What you will do: Output word for word the lines from the one with "Q: Point out each instance of the beige" to the final line of the data, both ends included, but skip the pictures.

Record list:
============

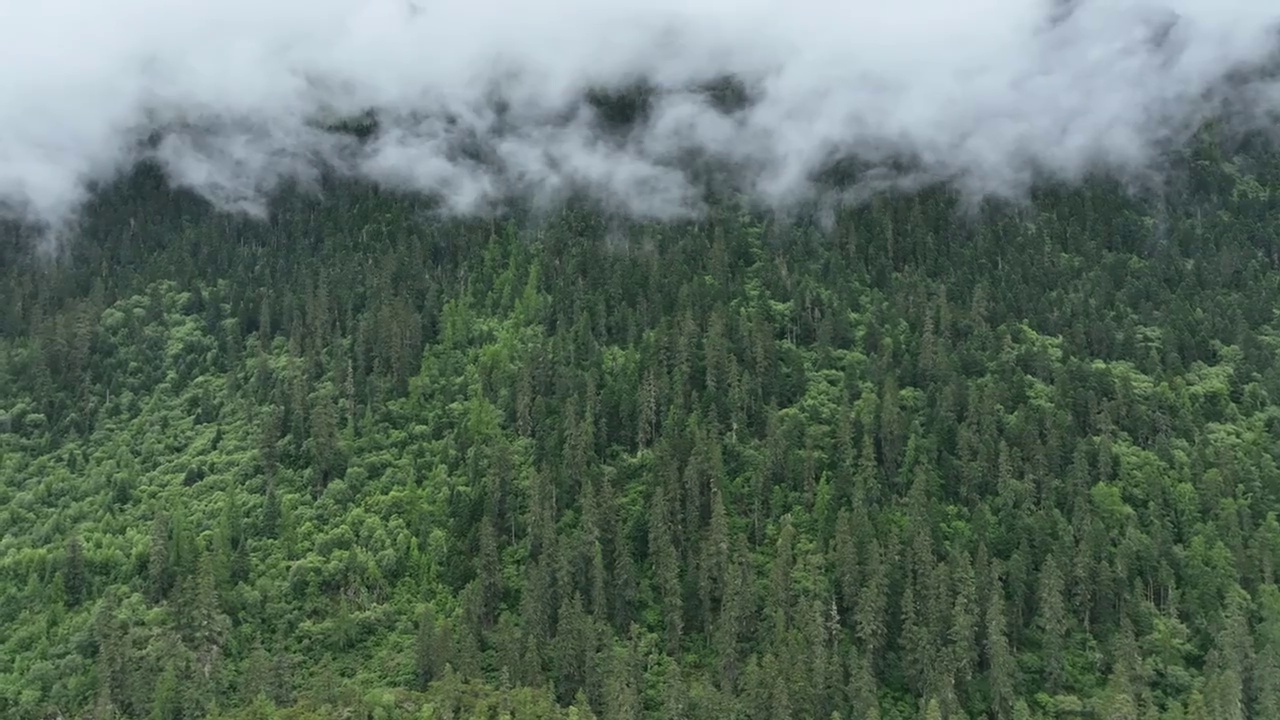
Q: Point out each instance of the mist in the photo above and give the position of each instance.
(479, 101)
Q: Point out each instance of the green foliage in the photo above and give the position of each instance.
(919, 464)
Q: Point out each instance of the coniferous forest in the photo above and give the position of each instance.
(918, 459)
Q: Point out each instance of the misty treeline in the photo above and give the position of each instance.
(922, 463)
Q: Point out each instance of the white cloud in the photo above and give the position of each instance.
(984, 92)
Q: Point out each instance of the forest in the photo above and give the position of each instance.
(912, 460)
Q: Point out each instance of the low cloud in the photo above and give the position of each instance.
(479, 101)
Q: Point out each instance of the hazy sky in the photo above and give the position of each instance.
(983, 92)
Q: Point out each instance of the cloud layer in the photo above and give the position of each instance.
(484, 99)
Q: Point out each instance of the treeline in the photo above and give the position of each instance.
(922, 461)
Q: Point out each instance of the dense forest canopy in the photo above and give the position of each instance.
(912, 459)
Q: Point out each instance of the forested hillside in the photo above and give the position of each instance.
(922, 461)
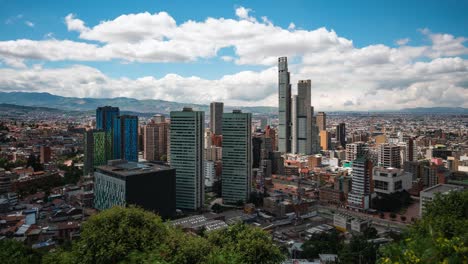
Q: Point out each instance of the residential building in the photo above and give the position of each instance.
(5, 181)
(155, 138)
(105, 117)
(97, 149)
(389, 155)
(361, 184)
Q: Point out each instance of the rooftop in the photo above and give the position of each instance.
(129, 168)
(442, 188)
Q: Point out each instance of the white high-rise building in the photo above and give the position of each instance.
(361, 184)
(355, 150)
(389, 155)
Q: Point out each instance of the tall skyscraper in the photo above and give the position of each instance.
(341, 134)
(45, 154)
(186, 140)
(322, 121)
(302, 119)
(237, 157)
(361, 187)
(105, 117)
(97, 145)
(315, 134)
(389, 155)
(216, 117)
(125, 138)
(271, 133)
(155, 137)
(324, 140)
(284, 106)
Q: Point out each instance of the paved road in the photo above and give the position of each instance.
(375, 219)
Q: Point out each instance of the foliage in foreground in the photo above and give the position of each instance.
(441, 236)
(132, 235)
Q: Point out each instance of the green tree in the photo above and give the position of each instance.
(14, 252)
(34, 163)
(328, 243)
(110, 235)
(250, 244)
(359, 250)
(370, 233)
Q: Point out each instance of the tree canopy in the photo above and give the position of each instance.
(441, 236)
(132, 235)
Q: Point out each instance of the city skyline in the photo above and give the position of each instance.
(229, 53)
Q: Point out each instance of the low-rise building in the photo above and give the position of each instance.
(427, 195)
(120, 182)
(390, 180)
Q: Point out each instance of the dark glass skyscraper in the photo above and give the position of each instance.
(105, 116)
(186, 151)
(237, 157)
(302, 119)
(341, 134)
(284, 106)
(125, 138)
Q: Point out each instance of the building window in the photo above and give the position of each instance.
(398, 185)
(381, 185)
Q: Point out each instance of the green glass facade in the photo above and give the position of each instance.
(186, 152)
(108, 191)
(237, 157)
(97, 149)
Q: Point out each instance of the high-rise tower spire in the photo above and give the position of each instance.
(284, 106)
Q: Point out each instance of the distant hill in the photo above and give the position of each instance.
(436, 110)
(124, 103)
(150, 106)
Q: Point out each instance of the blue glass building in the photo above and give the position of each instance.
(105, 116)
(125, 138)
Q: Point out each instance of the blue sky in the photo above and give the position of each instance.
(340, 45)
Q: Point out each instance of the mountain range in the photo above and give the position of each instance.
(124, 103)
(156, 106)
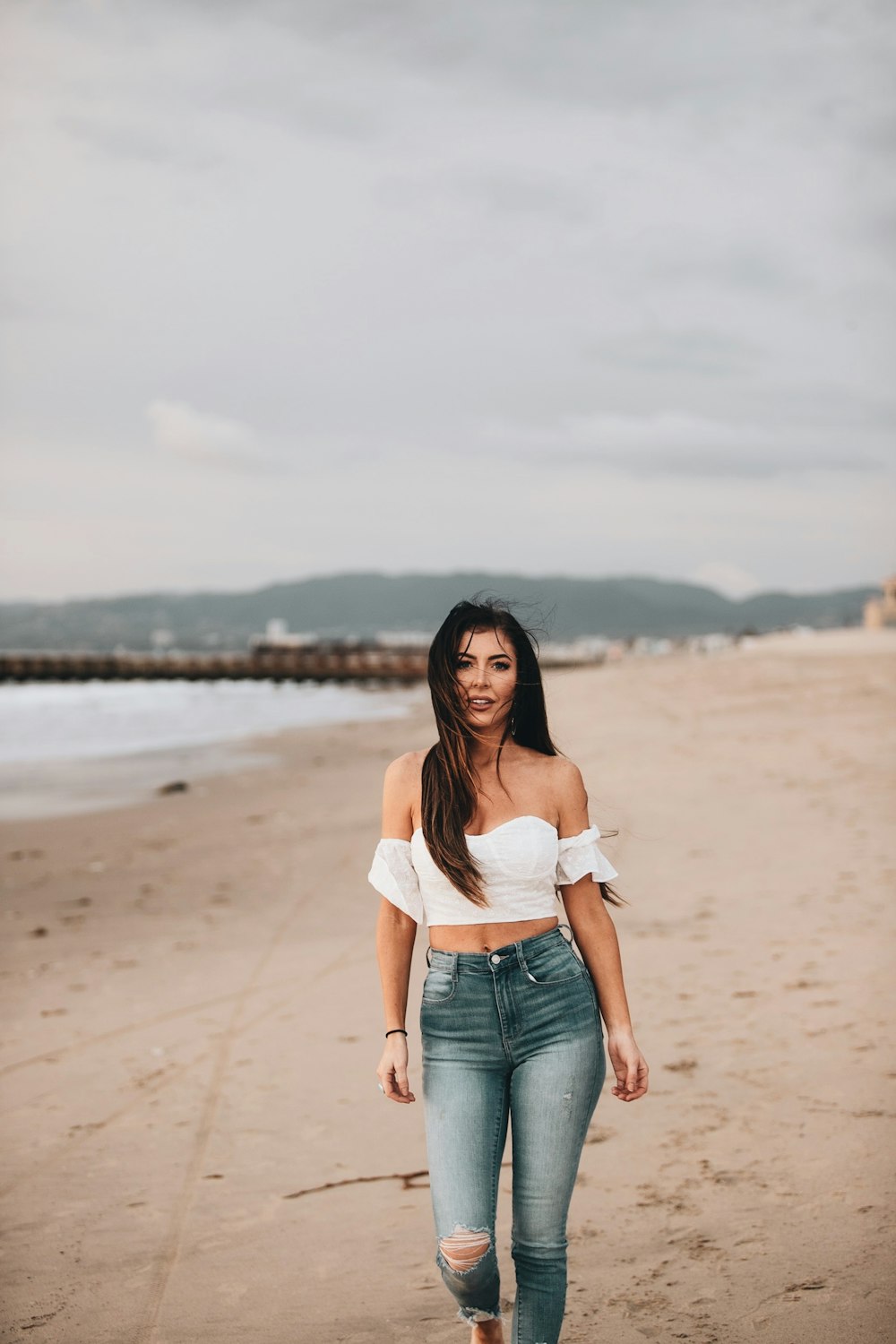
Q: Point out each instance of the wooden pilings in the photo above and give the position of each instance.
(306, 664)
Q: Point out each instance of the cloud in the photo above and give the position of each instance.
(211, 440)
(681, 444)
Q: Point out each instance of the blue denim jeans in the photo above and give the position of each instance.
(512, 1034)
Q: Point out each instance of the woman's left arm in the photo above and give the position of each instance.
(595, 937)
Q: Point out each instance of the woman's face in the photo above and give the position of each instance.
(487, 675)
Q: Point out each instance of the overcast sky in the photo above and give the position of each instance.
(564, 287)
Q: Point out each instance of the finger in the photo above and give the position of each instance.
(394, 1091)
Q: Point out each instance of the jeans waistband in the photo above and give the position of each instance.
(487, 962)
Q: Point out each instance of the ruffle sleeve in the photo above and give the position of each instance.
(394, 876)
(578, 855)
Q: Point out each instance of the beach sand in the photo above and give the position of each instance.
(195, 1148)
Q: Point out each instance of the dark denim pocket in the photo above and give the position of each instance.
(438, 986)
(552, 964)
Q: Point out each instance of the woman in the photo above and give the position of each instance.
(478, 832)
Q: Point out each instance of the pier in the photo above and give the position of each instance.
(288, 664)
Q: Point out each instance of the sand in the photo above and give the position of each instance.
(194, 1144)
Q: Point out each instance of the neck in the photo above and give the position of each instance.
(485, 746)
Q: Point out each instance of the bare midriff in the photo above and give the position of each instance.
(487, 937)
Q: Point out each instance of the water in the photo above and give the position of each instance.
(67, 720)
(73, 747)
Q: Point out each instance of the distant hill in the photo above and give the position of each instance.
(365, 604)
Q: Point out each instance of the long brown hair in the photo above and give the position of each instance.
(449, 781)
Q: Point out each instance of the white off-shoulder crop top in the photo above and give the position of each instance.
(522, 862)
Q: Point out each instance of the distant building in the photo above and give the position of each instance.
(277, 636)
(882, 610)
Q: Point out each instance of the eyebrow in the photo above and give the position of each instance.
(462, 653)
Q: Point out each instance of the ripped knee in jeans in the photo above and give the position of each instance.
(463, 1249)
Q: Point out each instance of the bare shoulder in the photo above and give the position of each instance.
(401, 795)
(405, 771)
(568, 784)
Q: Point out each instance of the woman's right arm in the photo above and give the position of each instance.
(395, 933)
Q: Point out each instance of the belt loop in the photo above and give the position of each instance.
(520, 957)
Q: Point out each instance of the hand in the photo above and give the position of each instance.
(392, 1070)
(629, 1066)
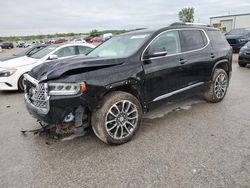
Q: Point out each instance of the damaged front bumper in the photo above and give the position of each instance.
(52, 109)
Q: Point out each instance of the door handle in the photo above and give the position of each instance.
(182, 61)
(212, 56)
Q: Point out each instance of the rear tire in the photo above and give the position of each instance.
(242, 64)
(118, 119)
(218, 87)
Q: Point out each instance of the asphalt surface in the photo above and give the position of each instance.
(187, 144)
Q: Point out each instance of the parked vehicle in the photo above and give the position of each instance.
(59, 41)
(11, 71)
(107, 36)
(97, 39)
(237, 38)
(25, 52)
(128, 75)
(20, 44)
(244, 55)
(80, 40)
(7, 45)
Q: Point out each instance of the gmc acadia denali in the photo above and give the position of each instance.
(126, 76)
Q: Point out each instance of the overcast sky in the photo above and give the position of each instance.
(25, 17)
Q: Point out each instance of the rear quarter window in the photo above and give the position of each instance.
(192, 40)
(217, 38)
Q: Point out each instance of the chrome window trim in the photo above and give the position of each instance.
(177, 91)
(208, 42)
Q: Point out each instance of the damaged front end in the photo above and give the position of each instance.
(57, 106)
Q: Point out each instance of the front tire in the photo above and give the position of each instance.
(118, 119)
(218, 87)
(242, 64)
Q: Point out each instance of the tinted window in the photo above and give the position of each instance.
(192, 40)
(66, 51)
(84, 49)
(217, 38)
(120, 46)
(168, 41)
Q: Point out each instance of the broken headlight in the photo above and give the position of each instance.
(65, 88)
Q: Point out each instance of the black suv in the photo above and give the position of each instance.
(238, 38)
(126, 76)
(7, 45)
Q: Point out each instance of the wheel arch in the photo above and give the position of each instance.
(222, 64)
(132, 87)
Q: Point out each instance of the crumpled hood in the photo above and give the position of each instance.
(18, 62)
(55, 69)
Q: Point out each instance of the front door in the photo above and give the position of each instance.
(163, 75)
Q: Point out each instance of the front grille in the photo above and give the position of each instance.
(37, 95)
(232, 41)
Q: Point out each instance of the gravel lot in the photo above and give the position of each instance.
(188, 144)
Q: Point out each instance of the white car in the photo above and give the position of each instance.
(11, 71)
(79, 41)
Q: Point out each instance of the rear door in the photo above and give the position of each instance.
(197, 55)
(163, 75)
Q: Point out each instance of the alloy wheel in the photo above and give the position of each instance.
(220, 87)
(121, 119)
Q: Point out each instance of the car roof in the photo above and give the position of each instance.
(158, 30)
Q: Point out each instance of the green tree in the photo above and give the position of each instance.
(186, 15)
(94, 32)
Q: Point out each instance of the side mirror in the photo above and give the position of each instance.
(148, 55)
(52, 57)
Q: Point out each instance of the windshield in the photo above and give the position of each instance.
(242, 31)
(40, 54)
(120, 46)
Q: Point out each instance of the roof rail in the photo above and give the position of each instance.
(189, 24)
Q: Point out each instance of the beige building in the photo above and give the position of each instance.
(229, 22)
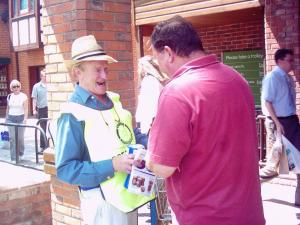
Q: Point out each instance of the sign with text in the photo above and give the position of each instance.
(250, 65)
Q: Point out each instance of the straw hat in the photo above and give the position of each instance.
(86, 48)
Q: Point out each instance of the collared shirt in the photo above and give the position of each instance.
(39, 92)
(72, 157)
(278, 88)
(205, 114)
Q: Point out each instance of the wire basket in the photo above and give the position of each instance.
(162, 205)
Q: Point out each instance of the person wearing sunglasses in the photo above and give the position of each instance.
(16, 112)
(93, 132)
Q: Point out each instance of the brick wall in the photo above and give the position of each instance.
(233, 37)
(282, 30)
(229, 37)
(26, 205)
(64, 21)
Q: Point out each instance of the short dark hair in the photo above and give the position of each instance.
(178, 34)
(282, 52)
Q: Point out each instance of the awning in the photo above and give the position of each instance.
(4, 61)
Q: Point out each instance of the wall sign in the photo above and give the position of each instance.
(250, 65)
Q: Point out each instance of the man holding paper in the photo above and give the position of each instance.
(93, 133)
(279, 106)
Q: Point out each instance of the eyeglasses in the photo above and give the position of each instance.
(289, 60)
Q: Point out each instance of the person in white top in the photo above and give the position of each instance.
(152, 81)
(16, 112)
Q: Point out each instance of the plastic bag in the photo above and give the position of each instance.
(276, 152)
(4, 139)
(293, 155)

============

Exercise answer:
Q: Point out each instance of the beige building in the photo above and give the position of each instance.
(229, 22)
Q: Point out each instance of the sign with text in the photo above and give the position of each instance.
(250, 65)
Q: Point out each instance of the straw hat in the photo above and give the position of each instance.
(86, 48)
Q: Point out each instance of the collared shirt in the photo above and give the position of each instance.
(39, 92)
(72, 157)
(278, 88)
(205, 114)
Q: Point out each instance of the wire basket in the photo above and give the position of each instance.
(162, 205)
Q: Point out each instance of the person wearing sunglasses in the photo above and give the position of each instance.
(16, 112)
(93, 132)
Q: Point out each instance of the brick wall in the photo above and give the position of each instance.
(233, 37)
(282, 30)
(229, 37)
(26, 205)
(64, 21)
Q: Point out each instance of the short dark hair in the photo above and give the position of each instance.
(178, 34)
(282, 52)
Q: Point out each instance of the awning in the photo above and give the position of each instance.
(4, 61)
Q: Point out each instance of the wall sign in the photo above and give the position of each instance.
(250, 65)
Q: Point out each instance of the man holding paper in the photo above and give the position of each instance.
(93, 133)
(279, 106)
Q: Point out each instance of the eyeglasses in the photo above and give the position of each instance.
(289, 60)
Q: Point out each instance of the person in white top in the photo above and give the position of each instance.
(152, 81)
(16, 112)
Q: Point out each instance of the plastic bag in the photo above and give the position of each instance.
(276, 152)
(4, 139)
(293, 155)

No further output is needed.